#### Exercise task
Nothing but the line with "Report one point per instance of the young" and the lines after it, through the end of the records below, is to be repeated, exactly as it is.

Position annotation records
▶
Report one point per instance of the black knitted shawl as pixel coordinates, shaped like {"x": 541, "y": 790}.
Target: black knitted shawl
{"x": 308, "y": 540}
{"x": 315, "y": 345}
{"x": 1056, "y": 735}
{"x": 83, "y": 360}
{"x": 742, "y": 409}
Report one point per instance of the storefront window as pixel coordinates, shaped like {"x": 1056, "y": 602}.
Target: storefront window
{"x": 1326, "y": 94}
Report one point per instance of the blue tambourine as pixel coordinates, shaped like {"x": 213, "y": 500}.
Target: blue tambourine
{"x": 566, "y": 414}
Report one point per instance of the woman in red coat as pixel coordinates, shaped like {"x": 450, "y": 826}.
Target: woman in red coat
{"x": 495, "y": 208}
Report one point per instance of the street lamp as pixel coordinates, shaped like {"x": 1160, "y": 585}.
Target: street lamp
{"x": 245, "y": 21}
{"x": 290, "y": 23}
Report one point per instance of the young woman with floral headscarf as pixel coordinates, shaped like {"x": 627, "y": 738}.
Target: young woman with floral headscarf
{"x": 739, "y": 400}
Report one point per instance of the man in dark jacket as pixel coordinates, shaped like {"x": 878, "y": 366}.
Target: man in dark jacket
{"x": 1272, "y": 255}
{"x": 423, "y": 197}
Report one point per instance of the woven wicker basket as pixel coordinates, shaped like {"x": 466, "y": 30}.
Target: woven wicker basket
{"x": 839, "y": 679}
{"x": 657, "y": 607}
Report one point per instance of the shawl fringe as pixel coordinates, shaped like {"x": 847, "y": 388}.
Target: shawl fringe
◀
#### Answer to this problem
Report one point per instance of the young woman with floral headscarf as pixel coordinates, shaped like {"x": 627, "y": 738}.
Target: young woman with floral headscarf
{"x": 739, "y": 400}
Report one point per instance of the man in dark jacket as pixel coordinates, shaped like {"x": 878, "y": 366}.
Target: man in dark jacket
{"x": 1272, "y": 255}
{"x": 423, "y": 197}
Report one point per instance of the woven wicker basket as pixel coordinates, shaped like {"x": 466, "y": 30}.
Target: woven wicker basket
{"x": 839, "y": 679}
{"x": 657, "y": 607}
Report one point per instance of the shawl fringe as pixel coordinates, shaped like {"x": 847, "y": 388}.
Target: shawl fringe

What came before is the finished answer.